- SOURCE RECORDS -
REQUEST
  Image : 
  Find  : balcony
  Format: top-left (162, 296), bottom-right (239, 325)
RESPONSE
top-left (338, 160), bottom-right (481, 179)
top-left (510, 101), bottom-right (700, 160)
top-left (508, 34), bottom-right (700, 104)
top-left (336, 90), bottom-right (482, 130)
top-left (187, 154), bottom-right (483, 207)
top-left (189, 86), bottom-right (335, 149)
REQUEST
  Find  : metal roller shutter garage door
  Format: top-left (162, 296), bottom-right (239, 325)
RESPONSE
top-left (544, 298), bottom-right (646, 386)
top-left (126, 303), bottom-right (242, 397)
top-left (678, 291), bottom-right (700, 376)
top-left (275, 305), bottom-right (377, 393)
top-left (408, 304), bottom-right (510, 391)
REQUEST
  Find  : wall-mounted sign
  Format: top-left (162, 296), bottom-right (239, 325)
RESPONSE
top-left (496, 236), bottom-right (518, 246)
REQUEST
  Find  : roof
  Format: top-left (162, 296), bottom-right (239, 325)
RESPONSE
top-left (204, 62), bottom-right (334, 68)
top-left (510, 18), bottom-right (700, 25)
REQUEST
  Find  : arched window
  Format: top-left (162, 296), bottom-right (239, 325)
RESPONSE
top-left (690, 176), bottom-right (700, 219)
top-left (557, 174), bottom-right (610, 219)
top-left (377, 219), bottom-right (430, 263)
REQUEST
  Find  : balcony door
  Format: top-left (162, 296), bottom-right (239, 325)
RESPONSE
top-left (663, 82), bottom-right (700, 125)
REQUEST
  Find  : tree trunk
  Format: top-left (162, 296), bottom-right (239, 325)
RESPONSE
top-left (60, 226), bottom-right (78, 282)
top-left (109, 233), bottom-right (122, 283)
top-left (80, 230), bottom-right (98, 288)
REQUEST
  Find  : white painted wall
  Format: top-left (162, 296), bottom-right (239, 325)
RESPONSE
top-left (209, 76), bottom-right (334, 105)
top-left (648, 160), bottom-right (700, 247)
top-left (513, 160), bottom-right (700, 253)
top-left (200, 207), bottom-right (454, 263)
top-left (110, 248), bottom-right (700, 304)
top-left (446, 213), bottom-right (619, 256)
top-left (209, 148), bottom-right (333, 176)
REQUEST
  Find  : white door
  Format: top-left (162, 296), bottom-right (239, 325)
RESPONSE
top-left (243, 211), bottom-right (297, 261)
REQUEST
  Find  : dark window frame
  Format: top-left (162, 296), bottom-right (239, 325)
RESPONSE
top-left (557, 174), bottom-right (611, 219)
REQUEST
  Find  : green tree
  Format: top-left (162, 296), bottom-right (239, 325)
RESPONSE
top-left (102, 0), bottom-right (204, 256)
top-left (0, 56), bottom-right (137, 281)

- WHAT TO WORK ON -
Swap "balcony" for "terrace" in everything from the start of the records down to the line containing "top-left (189, 86), bottom-right (335, 149)", and write those lines out again with nothing else changed.

- RESULT -
REQUEST
  Image : 
  Find  : terrace
  Format: top-left (162, 296), bottom-right (239, 325)
RESPONSE
top-left (338, 160), bottom-right (481, 179)
top-left (510, 101), bottom-right (700, 160)
top-left (508, 34), bottom-right (700, 104)
top-left (336, 90), bottom-right (482, 130)
top-left (187, 154), bottom-right (483, 207)
top-left (189, 86), bottom-right (335, 149)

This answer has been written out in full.